### Required task
Report every line of the material below that contains the word "rain", copying each such line in full.

## START

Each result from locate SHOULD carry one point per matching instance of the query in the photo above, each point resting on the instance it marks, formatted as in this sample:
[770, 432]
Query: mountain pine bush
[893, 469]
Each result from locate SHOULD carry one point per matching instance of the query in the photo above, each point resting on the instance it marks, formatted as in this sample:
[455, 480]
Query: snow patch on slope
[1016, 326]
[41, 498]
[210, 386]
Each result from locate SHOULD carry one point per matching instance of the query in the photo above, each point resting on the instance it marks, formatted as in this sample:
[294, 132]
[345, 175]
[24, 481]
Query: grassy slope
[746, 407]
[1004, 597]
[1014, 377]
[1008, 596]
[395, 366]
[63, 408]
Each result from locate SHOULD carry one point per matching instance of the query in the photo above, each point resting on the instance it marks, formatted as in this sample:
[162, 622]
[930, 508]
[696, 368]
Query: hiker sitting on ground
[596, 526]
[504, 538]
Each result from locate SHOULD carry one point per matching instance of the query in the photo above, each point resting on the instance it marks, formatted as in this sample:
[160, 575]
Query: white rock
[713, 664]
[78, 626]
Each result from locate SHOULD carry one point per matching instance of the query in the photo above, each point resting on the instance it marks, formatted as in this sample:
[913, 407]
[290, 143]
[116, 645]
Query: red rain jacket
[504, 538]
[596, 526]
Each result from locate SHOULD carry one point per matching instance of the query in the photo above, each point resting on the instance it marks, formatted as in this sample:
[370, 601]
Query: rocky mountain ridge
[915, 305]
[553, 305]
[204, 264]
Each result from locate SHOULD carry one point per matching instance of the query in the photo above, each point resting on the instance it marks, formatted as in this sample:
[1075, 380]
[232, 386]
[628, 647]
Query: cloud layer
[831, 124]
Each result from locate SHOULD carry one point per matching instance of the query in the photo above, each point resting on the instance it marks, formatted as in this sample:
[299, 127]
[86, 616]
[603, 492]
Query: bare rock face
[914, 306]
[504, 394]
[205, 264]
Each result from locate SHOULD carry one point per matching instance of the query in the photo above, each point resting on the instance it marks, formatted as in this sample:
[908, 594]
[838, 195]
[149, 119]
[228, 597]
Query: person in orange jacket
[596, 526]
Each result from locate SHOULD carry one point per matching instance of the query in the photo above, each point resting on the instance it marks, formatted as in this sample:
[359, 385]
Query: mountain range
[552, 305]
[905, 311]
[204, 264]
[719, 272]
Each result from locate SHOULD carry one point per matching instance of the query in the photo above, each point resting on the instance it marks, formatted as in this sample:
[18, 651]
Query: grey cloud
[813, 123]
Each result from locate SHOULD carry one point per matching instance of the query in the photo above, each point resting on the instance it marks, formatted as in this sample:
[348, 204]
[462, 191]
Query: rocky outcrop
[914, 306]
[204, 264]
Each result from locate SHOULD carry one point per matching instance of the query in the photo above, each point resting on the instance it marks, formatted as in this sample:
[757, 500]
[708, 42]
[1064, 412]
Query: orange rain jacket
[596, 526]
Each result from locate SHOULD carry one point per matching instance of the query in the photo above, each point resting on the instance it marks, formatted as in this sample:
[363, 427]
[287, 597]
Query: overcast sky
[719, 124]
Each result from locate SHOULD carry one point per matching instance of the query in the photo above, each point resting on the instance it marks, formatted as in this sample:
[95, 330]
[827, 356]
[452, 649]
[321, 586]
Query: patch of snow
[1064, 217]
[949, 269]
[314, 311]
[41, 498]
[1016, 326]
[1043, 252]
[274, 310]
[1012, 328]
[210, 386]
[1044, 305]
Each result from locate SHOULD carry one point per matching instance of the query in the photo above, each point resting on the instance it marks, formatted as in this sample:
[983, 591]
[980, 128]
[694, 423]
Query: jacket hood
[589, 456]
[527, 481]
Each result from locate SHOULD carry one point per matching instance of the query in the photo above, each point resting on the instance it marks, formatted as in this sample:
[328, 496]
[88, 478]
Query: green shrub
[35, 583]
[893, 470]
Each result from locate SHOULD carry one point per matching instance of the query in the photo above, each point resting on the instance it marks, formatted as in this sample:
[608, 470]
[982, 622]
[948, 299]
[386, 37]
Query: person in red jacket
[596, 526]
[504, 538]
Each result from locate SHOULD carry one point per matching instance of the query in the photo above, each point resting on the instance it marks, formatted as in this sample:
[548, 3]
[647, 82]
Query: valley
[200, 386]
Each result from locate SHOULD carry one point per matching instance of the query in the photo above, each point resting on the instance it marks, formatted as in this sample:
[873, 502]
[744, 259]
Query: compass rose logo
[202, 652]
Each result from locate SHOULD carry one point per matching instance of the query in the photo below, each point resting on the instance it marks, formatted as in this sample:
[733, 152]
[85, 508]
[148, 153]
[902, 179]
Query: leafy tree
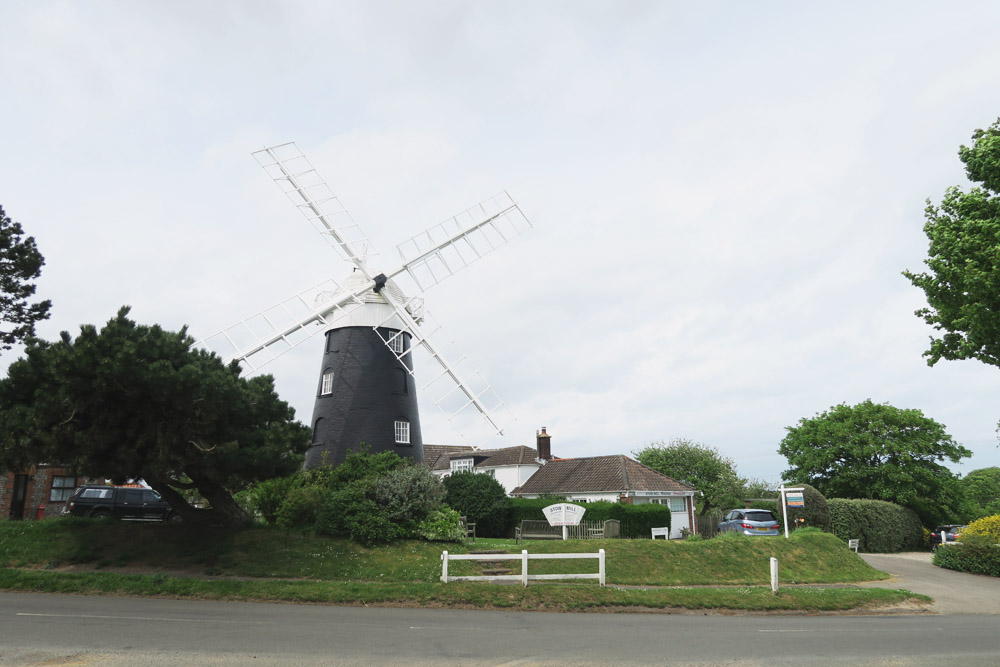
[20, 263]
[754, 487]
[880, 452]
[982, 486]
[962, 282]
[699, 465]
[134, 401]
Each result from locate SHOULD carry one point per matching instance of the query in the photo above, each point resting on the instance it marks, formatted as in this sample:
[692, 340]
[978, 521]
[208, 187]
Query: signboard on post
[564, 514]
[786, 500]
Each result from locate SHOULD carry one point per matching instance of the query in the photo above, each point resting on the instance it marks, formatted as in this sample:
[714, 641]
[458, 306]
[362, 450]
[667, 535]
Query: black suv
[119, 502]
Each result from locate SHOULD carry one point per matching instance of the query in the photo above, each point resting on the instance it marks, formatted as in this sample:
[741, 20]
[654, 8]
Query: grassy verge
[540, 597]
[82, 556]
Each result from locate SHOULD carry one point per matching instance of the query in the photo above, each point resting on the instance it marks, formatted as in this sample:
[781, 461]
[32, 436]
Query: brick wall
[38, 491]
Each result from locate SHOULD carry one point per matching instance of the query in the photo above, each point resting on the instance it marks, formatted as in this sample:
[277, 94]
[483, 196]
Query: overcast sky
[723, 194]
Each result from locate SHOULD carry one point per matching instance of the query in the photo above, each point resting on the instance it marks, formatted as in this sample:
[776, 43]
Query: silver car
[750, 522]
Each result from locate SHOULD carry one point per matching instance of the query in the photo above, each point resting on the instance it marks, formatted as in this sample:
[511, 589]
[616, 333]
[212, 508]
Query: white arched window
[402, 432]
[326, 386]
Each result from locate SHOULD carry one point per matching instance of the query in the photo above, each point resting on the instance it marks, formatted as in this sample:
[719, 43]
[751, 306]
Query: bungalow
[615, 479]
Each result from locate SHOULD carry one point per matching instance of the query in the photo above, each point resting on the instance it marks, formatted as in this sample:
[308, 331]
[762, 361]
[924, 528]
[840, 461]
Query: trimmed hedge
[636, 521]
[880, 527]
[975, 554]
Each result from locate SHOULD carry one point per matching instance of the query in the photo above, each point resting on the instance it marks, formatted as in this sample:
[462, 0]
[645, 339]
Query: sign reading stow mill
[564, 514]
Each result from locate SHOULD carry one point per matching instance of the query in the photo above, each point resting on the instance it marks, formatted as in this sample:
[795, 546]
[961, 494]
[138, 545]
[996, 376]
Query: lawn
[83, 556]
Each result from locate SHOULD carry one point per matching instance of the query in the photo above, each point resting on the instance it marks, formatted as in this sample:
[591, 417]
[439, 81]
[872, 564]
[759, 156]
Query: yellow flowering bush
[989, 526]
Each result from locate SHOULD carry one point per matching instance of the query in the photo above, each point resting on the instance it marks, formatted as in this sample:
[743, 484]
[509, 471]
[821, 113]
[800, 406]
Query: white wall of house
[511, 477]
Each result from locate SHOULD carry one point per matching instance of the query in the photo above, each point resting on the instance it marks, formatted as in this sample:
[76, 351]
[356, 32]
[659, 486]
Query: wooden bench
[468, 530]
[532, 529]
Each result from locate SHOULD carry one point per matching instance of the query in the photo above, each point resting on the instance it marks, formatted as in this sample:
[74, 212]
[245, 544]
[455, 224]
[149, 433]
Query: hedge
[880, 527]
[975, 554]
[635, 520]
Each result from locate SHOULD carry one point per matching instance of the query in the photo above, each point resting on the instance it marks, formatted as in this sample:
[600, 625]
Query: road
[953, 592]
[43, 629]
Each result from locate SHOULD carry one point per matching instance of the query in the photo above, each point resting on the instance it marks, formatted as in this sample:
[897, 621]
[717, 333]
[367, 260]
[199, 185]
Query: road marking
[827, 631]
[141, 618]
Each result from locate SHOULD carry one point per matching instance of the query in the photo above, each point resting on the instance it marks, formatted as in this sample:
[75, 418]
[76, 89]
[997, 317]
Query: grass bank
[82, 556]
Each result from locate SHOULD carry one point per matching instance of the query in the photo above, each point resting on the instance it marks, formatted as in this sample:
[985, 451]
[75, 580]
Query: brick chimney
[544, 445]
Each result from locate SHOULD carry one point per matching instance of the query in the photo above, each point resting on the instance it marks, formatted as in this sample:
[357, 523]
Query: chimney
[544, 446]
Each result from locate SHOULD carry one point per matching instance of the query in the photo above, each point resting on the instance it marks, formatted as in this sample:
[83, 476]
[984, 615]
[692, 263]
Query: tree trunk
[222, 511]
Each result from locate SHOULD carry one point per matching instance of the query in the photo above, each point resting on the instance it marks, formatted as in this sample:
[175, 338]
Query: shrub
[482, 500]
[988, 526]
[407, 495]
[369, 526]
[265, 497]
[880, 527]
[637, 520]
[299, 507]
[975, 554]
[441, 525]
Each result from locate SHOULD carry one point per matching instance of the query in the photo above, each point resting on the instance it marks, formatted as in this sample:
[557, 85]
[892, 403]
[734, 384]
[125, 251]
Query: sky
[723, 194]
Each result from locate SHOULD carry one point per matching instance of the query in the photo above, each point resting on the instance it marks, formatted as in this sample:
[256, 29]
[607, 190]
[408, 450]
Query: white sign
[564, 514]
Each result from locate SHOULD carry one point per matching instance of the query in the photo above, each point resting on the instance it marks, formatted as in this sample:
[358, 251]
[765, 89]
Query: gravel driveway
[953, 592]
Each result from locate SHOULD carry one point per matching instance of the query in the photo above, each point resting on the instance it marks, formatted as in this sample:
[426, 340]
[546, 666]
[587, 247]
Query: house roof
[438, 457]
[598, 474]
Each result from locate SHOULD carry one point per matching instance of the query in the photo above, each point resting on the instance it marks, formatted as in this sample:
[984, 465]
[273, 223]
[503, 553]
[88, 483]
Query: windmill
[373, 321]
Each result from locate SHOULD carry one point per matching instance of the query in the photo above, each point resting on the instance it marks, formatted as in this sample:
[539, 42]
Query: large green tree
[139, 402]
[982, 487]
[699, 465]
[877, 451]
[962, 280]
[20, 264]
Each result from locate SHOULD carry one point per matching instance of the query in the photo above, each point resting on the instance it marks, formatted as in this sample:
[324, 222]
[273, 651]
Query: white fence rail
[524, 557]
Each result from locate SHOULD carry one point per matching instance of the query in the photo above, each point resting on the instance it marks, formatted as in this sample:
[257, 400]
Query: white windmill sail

## END

### Response for this exercise
Query: red rain jacket
Query: orange rain jacket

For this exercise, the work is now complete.